■ SELECTED TEXT:
While dating apps change the way people communicate, they also change the way users view others. “The thing about social media is that they give you this really small amount of space to portray yourself to another person,” explained Rory Macdonald (12-3). “The issue is that when you put this lens of a relationship over it is when you're portraying this image, not your identity, what you want people to see about you, especially what you think is the most attractive part of your identity. I dislike that because it makes you self-conscious. [And then] swiping sucks because you're looking at these people and you’re like they could be a really nice person, but all they have is their Spotify and I don’t like those artists. You have to make these snap judgments about people with so little information and that feels really bad. And then you know people are doing the same thing to you to compound that feeling.”
There are dangers to dating apps beyond superficial judgments. Professor Klinenberg explained, “I think the big dangers are the ones everyone talks about: Kids getting in over their heads, winding up with someone whose age is inappropriate. There are predators online, everyone worries about them. It’s hard to know when you’re being manipulated, or worse. There’s another concern that people can say really awful things to each other on dating apps. Grownups can act very childlike when they're on those dating apps. I would hate for teenagers I know to be exposed to the kind of nonsense I saw when studying life on Tinder….I think digital tools allow for people to communicate and be intimate and share with each other in ways that would be difficult without them, but it also can be potentially dangerous. Kids can feel manipulated, kids can overshare, kids can share things that are inappropriate.”

■ EXTRACTED INFORMATION:
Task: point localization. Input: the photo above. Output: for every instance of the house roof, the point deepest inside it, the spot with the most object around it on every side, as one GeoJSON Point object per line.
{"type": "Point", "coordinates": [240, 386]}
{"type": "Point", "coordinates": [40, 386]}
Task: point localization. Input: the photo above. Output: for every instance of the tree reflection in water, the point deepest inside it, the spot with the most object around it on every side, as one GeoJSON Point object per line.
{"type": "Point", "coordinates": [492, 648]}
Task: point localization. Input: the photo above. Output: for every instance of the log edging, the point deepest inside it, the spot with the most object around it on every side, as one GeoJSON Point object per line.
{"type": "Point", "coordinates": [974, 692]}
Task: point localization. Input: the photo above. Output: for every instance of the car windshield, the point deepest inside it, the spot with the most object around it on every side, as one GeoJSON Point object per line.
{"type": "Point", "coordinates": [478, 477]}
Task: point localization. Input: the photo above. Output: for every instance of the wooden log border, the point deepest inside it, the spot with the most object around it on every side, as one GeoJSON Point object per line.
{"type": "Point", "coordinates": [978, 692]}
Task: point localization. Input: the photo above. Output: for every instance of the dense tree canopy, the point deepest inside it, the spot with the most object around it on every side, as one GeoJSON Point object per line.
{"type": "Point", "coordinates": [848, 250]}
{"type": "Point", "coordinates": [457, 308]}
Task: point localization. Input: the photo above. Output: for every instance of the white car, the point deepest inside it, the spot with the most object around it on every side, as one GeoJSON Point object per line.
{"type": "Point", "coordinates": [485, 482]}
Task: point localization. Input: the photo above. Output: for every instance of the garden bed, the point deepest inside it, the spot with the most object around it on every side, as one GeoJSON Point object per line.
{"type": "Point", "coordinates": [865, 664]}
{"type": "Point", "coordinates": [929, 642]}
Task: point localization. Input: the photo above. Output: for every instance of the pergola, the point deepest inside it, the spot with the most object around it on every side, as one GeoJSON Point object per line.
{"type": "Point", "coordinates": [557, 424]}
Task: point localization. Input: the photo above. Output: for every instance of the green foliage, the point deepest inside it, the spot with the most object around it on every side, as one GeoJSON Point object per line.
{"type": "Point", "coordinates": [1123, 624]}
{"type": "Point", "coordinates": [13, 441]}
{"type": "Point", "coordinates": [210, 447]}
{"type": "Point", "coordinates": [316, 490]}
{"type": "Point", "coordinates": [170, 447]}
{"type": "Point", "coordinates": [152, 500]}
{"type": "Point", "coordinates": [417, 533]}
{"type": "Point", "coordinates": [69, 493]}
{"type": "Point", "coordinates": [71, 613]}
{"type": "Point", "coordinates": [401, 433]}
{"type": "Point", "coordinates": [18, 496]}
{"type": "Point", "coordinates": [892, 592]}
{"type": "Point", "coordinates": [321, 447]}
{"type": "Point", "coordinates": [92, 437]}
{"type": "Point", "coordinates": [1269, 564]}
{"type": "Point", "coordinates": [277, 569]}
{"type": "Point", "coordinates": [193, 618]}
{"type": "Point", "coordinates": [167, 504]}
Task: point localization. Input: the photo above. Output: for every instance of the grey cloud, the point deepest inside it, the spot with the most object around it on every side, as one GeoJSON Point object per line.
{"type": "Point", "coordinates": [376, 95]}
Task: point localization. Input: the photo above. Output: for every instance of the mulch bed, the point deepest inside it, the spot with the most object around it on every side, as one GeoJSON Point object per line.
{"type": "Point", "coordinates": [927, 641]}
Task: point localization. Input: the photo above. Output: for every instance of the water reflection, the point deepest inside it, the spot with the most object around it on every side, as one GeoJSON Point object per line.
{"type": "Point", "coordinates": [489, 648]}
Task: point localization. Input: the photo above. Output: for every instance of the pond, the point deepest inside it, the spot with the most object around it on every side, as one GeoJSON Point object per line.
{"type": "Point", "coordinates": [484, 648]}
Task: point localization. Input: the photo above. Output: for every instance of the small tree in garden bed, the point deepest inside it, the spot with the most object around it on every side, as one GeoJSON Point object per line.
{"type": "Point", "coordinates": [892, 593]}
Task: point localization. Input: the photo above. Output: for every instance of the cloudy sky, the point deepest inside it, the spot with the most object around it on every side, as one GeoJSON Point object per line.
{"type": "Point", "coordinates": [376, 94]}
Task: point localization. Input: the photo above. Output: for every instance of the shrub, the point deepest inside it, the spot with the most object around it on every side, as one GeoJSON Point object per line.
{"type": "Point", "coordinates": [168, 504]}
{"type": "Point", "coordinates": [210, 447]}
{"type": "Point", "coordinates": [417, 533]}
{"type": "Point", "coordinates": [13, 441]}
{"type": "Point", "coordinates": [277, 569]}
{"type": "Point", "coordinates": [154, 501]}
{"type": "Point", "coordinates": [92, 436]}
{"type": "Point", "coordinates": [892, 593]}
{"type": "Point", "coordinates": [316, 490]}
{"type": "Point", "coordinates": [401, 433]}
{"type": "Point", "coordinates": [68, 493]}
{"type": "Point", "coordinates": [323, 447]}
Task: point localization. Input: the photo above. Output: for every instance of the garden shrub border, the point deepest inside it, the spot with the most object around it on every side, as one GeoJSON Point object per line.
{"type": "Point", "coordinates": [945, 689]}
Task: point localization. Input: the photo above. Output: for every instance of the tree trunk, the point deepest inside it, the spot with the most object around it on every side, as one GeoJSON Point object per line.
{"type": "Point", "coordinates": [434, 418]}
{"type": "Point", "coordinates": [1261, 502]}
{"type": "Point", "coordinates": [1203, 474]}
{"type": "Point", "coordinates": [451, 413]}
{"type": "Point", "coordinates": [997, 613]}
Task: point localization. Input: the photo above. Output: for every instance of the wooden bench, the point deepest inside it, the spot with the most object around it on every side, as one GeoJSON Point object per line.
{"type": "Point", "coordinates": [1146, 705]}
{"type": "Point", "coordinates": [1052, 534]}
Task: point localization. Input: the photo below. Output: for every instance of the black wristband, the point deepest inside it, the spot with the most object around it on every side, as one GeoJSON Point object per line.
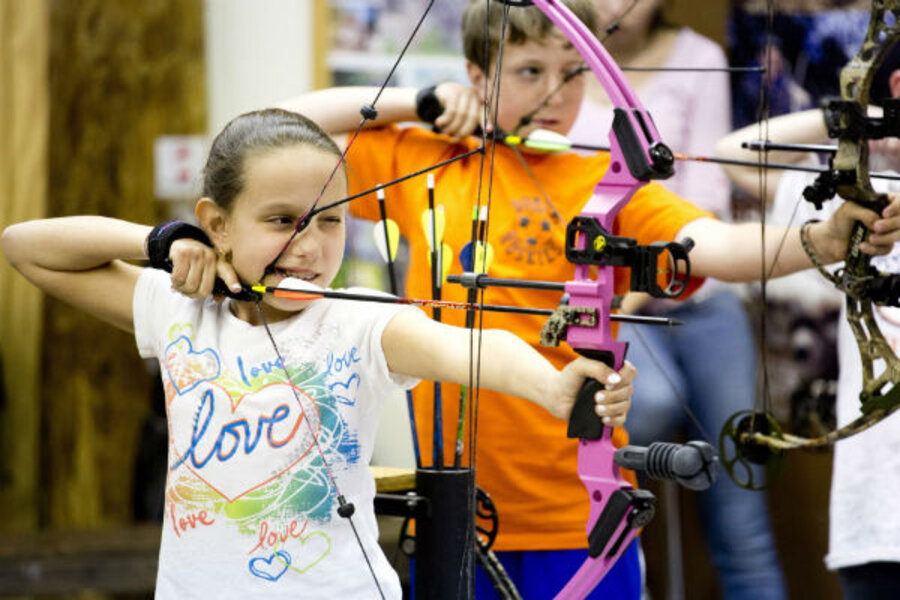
{"type": "Point", "coordinates": [161, 237]}
{"type": "Point", "coordinates": [428, 107]}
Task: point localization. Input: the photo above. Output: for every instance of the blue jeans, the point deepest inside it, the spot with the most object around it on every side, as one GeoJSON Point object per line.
{"type": "Point", "coordinates": [711, 363]}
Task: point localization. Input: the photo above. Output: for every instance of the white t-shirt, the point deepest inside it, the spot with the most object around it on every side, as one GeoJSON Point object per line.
{"type": "Point", "coordinates": [863, 523]}
{"type": "Point", "coordinates": [250, 509]}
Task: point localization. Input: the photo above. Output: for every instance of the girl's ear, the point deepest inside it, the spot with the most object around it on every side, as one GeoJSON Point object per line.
{"type": "Point", "coordinates": [214, 221]}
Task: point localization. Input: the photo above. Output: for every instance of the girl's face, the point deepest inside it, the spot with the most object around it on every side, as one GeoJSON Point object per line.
{"type": "Point", "coordinates": [280, 186]}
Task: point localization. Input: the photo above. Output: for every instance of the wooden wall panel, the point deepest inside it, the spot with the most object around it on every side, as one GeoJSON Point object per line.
{"type": "Point", "coordinates": [122, 73]}
{"type": "Point", "coordinates": [24, 94]}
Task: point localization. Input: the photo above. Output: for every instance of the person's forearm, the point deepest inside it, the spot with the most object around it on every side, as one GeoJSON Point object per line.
{"type": "Point", "coordinates": [337, 110]}
{"type": "Point", "coordinates": [806, 127]}
{"type": "Point", "coordinates": [525, 376]}
{"type": "Point", "coordinates": [73, 243]}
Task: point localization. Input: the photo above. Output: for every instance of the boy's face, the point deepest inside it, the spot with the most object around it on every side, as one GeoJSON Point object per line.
{"type": "Point", "coordinates": [529, 73]}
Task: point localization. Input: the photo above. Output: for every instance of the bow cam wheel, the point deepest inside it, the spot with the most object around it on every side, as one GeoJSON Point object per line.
{"type": "Point", "coordinates": [740, 453]}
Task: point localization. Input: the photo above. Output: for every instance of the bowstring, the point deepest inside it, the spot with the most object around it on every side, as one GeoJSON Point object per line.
{"type": "Point", "coordinates": [368, 112]}
{"type": "Point", "coordinates": [490, 111]}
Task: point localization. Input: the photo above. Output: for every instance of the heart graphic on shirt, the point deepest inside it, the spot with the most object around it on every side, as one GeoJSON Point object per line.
{"type": "Point", "coordinates": [313, 547]}
{"type": "Point", "coordinates": [272, 568]}
{"type": "Point", "coordinates": [237, 447]}
{"type": "Point", "coordinates": [187, 368]}
{"type": "Point", "coordinates": [345, 391]}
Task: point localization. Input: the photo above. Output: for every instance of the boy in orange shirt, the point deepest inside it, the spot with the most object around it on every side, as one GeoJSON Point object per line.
{"type": "Point", "coordinates": [524, 460]}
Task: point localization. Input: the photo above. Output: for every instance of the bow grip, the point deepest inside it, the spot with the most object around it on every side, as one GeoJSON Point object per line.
{"type": "Point", "coordinates": [584, 422]}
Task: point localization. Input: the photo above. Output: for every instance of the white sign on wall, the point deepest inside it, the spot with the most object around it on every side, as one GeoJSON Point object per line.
{"type": "Point", "coordinates": [178, 162]}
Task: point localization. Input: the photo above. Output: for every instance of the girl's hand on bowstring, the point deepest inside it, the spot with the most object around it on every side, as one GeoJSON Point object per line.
{"type": "Point", "coordinates": [611, 404]}
{"type": "Point", "coordinates": [462, 109]}
{"type": "Point", "coordinates": [195, 267]}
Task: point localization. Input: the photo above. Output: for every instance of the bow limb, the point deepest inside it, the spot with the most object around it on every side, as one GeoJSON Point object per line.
{"type": "Point", "coordinates": [617, 511]}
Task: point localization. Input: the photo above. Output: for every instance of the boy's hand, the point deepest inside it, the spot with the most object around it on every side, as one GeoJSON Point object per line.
{"type": "Point", "coordinates": [831, 238]}
{"type": "Point", "coordinates": [462, 109]}
{"type": "Point", "coordinates": [612, 404]}
{"type": "Point", "coordinates": [195, 267]}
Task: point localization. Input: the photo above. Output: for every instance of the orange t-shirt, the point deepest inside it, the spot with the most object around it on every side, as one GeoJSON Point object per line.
{"type": "Point", "coordinates": [524, 459]}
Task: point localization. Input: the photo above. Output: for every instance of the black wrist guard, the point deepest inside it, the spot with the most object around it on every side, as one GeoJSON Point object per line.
{"type": "Point", "coordinates": [428, 107]}
{"type": "Point", "coordinates": [160, 240]}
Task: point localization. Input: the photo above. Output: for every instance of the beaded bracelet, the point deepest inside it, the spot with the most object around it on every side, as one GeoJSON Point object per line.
{"type": "Point", "coordinates": [810, 251]}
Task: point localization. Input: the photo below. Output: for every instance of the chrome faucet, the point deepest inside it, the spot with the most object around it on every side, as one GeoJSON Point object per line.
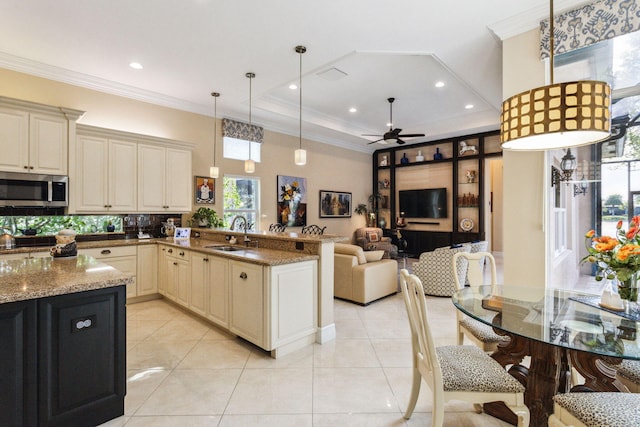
{"type": "Point", "coordinates": [246, 238]}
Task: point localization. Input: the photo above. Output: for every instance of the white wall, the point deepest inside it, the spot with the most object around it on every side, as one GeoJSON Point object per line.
{"type": "Point", "coordinates": [328, 167]}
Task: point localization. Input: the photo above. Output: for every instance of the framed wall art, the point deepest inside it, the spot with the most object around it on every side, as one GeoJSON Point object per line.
{"type": "Point", "coordinates": [205, 190]}
{"type": "Point", "coordinates": [335, 204]}
{"type": "Point", "coordinates": [292, 201]}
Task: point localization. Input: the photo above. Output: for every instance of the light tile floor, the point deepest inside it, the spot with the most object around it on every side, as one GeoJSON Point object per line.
{"type": "Point", "coordinates": [185, 372]}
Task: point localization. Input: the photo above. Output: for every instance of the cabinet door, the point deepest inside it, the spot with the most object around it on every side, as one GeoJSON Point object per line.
{"type": "Point", "coordinates": [14, 140]}
{"type": "Point", "coordinates": [91, 183]}
{"type": "Point", "coordinates": [48, 144]}
{"type": "Point", "coordinates": [147, 270]}
{"type": "Point", "coordinates": [18, 335]}
{"type": "Point", "coordinates": [178, 180]}
{"type": "Point", "coordinates": [81, 362]}
{"type": "Point", "coordinates": [122, 177]}
{"type": "Point", "coordinates": [247, 301]}
{"type": "Point", "coordinates": [218, 292]}
{"type": "Point", "coordinates": [200, 274]}
{"type": "Point", "coordinates": [152, 179]}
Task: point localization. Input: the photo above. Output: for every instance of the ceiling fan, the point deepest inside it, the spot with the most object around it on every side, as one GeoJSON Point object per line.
{"type": "Point", "coordinates": [393, 135]}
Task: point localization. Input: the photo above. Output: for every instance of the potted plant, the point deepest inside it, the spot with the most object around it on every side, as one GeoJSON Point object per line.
{"type": "Point", "coordinates": [205, 217]}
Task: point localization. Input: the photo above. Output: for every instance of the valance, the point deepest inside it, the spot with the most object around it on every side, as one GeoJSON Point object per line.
{"type": "Point", "coordinates": [244, 131]}
{"type": "Point", "coordinates": [589, 24]}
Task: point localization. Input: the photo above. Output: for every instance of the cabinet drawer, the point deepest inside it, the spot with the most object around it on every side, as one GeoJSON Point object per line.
{"type": "Point", "coordinates": [111, 252]}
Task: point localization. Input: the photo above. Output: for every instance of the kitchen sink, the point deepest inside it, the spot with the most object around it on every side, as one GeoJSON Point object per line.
{"type": "Point", "coordinates": [225, 248]}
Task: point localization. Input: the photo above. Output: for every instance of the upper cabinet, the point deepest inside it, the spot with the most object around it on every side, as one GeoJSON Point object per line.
{"type": "Point", "coordinates": [34, 137]}
{"type": "Point", "coordinates": [120, 172]}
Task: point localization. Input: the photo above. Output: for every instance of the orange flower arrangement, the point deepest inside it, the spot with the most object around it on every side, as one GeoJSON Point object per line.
{"type": "Point", "coordinates": [616, 257]}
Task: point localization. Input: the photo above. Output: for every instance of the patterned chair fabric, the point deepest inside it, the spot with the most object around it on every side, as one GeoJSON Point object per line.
{"type": "Point", "coordinates": [453, 372]}
{"type": "Point", "coordinates": [313, 229]}
{"type": "Point", "coordinates": [371, 239]}
{"type": "Point", "coordinates": [277, 227]}
{"type": "Point", "coordinates": [435, 270]}
{"type": "Point", "coordinates": [595, 409]}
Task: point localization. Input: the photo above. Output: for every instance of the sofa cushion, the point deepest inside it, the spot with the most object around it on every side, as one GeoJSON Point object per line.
{"type": "Point", "coordinates": [353, 250]}
{"type": "Point", "coordinates": [373, 256]}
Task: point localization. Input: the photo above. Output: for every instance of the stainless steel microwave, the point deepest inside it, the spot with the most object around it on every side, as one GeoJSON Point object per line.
{"type": "Point", "coordinates": [33, 190]}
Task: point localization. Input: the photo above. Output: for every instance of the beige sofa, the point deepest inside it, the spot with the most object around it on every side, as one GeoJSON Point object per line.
{"type": "Point", "coordinates": [361, 281]}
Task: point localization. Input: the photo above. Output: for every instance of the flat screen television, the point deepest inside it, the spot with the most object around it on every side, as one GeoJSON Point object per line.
{"type": "Point", "coordinates": [424, 203]}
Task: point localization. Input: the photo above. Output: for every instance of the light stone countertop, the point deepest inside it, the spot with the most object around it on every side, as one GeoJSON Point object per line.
{"type": "Point", "coordinates": [32, 278]}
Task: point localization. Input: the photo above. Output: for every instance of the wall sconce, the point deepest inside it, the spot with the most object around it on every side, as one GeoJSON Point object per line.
{"type": "Point", "coordinates": [568, 165]}
{"type": "Point", "coordinates": [581, 187]}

■ EXERCISE AIM: Condense the paragraph in the text on dating apps that begins "There are dangers to dating apps" into a brief bulleted list that keeps its main facts.

■ ANSWER BELOW:
- Dating apps carry dangers beyond superficial judgments, according to Professor Klinenberg.
- Kids can get in over their heads and end up with someone whose age is inappropriate.
- There are predators online, and it is hard to know when you are being manipulated, or worse.
- People can say really awful things to each other on dating apps, and grownups can act very childlike there.
- He would hate for teenagers he knows to be exposed to the nonsense he saw when studying life on Tinder.
- Digital tools allow people to communicate, be intimate and share in ways that would be difficult otherwise, but they can also be dangerous.
- Kids can feel manipulated, overshare or share inappropriate things.